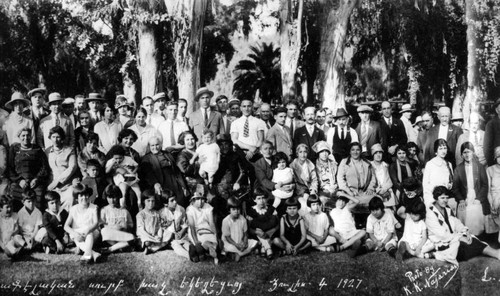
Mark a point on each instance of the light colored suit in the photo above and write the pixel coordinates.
(280, 137)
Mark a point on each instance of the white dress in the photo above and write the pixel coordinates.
(284, 176)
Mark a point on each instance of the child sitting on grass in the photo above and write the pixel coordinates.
(414, 241)
(317, 226)
(263, 222)
(293, 230)
(380, 228)
(116, 222)
(83, 223)
(148, 221)
(55, 239)
(174, 224)
(123, 169)
(344, 227)
(234, 232)
(202, 228)
(30, 220)
(11, 240)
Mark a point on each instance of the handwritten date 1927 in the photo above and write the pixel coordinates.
(349, 283)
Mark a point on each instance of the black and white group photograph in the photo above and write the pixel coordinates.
(249, 147)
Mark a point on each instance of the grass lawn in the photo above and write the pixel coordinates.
(314, 274)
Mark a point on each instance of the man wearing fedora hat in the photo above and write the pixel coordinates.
(492, 135)
(369, 131)
(340, 136)
(204, 118)
(17, 120)
(55, 118)
(406, 112)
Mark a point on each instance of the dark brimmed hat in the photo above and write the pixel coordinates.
(41, 90)
(94, 97)
(202, 91)
(17, 96)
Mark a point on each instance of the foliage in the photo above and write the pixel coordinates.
(261, 72)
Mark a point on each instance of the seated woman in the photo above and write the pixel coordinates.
(381, 170)
(470, 187)
(326, 169)
(306, 180)
(400, 170)
(355, 176)
(452, 239)
(62, 162)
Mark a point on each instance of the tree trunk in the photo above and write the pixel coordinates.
(474, 95)
(333, 35)
(291, 43)
(187, 34)
(148, 61)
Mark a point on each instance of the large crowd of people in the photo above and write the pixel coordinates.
(238, 177)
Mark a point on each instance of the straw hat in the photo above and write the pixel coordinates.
(17, 96)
***
## [About this task]
Your answer must be the line holding "Mark a point on each instance of the foliage" plus every later line to the end of the records, copied exactly.

## [Solution to this task]
Mark a point on each instance of the foliage in the photo above and write the pixel coordinates.
(261, 72)
Mark a point on each instance of the seated woman in the photo above and write the pixel coordinates.
(381, 170)
(470, 187)
(326, 169)
(306, 180)
(400, 170)
(355, 176)
(452, 239)
(62, 162)
Mark a point on each instance of the tree trunk in the photo above and write the pixel coordinates.
(474, 95)
(333, 35)
(291, 43)
(187, 34)
(148, 61)
Mark a point on each instance of the large crowd of people in the photo above and write the pixel coordinates.
(238, 177)
Mark a point on each instance of the straw hat in the photo above and write the pixel coordinates.
(17, 96)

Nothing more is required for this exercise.